- _Objective_: Transcribe the tail of the listing: start at the line containing "Would you mind marking the green" and stop after the last line, keeping every character as is and adding nothing.

++++++

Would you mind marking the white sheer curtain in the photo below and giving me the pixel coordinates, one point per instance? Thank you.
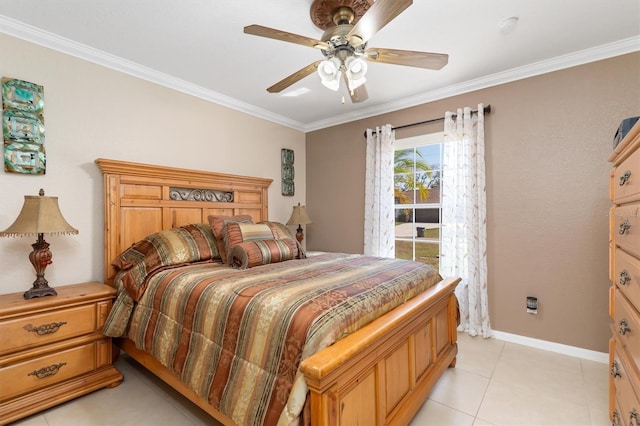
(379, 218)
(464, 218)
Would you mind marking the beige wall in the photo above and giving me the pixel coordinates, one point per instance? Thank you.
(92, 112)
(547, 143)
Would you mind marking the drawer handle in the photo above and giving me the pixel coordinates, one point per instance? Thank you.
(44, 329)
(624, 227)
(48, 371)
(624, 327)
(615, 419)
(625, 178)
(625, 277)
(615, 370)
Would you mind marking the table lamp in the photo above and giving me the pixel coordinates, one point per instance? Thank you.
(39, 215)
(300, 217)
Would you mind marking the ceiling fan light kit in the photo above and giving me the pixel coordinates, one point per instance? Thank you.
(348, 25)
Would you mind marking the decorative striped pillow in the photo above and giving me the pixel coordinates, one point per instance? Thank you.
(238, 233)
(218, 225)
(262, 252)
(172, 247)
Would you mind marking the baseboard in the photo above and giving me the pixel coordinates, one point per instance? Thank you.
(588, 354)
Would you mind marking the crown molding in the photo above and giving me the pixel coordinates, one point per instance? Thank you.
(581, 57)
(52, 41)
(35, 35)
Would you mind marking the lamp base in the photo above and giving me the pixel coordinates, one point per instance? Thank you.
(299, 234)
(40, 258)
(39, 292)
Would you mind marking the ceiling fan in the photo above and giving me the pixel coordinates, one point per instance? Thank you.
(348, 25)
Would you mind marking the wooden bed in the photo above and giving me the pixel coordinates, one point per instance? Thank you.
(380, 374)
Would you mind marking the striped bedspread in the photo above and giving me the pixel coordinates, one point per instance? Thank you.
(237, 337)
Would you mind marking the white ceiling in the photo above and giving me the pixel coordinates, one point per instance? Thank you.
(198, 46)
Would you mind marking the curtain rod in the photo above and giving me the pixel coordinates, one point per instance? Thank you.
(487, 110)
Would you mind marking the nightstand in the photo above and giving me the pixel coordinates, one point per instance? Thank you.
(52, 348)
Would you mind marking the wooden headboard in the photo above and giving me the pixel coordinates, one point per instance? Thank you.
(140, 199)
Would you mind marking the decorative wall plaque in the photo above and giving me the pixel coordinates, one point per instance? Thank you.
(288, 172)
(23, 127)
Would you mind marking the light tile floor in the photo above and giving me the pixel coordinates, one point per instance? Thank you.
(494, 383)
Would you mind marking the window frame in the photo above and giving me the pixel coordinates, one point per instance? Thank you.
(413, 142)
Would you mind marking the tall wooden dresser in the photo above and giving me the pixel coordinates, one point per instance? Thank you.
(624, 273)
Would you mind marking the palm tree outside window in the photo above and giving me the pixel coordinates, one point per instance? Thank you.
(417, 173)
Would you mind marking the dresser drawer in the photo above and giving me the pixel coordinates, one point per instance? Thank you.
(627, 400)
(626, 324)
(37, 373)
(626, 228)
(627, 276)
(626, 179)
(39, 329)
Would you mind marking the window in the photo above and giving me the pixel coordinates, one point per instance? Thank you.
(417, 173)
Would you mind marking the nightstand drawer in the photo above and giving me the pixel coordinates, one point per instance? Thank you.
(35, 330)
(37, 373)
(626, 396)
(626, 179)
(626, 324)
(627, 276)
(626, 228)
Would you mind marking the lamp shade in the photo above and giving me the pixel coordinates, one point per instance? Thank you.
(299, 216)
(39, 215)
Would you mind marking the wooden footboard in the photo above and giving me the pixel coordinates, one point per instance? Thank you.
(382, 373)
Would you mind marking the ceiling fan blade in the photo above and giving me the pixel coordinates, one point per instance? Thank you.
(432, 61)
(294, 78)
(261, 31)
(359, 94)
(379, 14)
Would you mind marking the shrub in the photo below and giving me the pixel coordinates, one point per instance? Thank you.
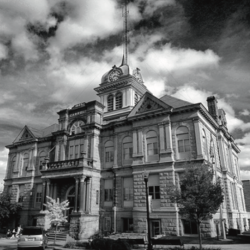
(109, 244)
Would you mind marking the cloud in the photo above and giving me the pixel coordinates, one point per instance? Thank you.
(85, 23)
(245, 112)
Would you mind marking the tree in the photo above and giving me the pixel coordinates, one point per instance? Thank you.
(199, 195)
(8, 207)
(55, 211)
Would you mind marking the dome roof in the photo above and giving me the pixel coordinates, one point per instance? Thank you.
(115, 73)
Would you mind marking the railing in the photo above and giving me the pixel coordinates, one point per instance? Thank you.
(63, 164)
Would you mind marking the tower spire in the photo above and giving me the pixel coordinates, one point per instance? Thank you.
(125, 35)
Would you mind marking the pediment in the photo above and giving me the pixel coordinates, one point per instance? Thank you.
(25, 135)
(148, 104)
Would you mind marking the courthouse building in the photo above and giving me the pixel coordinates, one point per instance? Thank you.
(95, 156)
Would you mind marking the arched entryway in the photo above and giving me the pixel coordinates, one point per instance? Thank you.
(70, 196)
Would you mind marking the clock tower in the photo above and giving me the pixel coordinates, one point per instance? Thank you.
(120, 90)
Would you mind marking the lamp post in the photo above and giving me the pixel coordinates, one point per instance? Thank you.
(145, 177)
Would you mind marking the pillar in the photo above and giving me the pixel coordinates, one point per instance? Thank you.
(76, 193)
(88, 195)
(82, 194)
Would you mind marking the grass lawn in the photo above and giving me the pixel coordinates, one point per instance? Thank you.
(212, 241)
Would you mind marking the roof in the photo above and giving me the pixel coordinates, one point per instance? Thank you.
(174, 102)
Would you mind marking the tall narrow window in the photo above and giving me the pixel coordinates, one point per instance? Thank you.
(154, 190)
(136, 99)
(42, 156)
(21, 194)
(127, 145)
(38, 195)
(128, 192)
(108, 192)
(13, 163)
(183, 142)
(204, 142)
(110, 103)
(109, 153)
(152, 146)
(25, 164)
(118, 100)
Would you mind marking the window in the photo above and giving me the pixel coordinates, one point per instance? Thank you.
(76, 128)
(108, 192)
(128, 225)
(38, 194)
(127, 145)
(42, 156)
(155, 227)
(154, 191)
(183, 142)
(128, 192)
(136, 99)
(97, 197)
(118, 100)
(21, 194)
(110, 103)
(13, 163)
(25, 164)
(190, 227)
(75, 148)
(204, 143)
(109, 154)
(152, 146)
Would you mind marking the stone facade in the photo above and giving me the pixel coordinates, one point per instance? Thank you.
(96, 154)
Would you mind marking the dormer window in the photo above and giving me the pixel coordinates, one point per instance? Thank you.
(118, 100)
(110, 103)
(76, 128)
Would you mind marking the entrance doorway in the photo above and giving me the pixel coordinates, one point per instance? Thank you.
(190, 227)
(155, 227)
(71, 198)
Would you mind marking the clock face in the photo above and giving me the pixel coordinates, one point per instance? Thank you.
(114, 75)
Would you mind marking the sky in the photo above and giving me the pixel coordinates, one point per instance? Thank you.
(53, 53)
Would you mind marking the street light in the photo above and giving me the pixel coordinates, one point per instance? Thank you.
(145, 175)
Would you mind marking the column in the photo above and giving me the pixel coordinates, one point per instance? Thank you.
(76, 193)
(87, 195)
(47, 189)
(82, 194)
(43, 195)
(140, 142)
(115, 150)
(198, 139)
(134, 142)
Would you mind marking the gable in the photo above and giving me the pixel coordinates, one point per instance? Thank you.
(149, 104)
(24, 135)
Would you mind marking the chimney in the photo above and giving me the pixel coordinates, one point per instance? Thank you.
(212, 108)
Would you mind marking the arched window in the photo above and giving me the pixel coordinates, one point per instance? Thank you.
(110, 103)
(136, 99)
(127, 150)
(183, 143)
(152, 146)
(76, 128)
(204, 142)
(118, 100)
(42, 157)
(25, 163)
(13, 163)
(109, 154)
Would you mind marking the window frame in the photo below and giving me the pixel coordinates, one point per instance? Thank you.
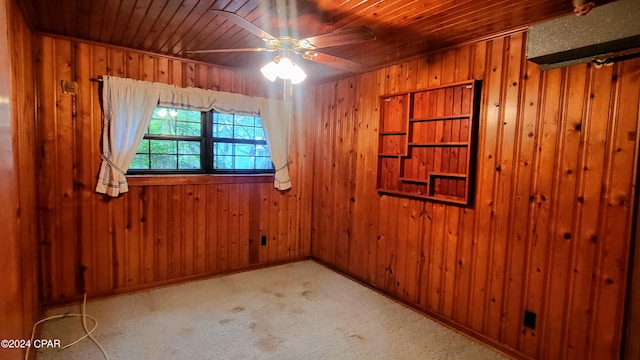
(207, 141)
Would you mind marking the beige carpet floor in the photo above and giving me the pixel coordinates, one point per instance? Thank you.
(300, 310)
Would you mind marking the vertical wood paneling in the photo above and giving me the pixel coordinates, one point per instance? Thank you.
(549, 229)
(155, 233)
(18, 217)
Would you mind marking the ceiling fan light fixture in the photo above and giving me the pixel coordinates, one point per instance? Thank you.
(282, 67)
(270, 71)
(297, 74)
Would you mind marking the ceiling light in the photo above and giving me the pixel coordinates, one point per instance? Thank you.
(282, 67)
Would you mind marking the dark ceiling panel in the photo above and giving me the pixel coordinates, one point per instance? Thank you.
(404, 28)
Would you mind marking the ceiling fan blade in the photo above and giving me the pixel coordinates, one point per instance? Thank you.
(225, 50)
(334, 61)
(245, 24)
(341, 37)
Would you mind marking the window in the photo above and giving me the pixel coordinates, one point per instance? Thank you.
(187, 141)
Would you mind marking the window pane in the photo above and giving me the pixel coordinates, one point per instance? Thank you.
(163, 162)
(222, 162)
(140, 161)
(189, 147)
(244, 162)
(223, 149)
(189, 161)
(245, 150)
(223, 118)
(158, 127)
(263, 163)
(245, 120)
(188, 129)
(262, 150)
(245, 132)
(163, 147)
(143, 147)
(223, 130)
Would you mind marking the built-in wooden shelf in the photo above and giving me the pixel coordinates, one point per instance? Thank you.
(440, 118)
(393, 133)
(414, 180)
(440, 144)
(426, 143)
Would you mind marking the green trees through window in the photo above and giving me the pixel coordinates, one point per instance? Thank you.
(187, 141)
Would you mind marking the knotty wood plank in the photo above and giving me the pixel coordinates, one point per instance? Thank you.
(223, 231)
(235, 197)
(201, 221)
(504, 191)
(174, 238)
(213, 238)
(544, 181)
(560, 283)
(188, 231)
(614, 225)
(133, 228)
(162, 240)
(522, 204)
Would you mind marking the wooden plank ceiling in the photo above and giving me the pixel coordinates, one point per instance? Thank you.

++++++

- _Solution for this task_:
Would you mind marking the green trees through window in the photo above and giving me the pixel coordinates, one point per instance? Thank you.
(187, 141)
Would you mind marking the knotty wood plank in the photo above and giving me the pixel coordinates, one point per instance? Thank you.
(223, 231)
(235, 197)
(201, 221)
(504, 191)
(174, 238)
(213, 238)
(544, 181)
(560, 283)
(188, 231)
(614, 225)
(133, 228)
(162, 240)
(522, 204)
Would you mind marking the wooden plank ceiling in the photo above and giving me the pixel coordinates, one point per instance? Thank you.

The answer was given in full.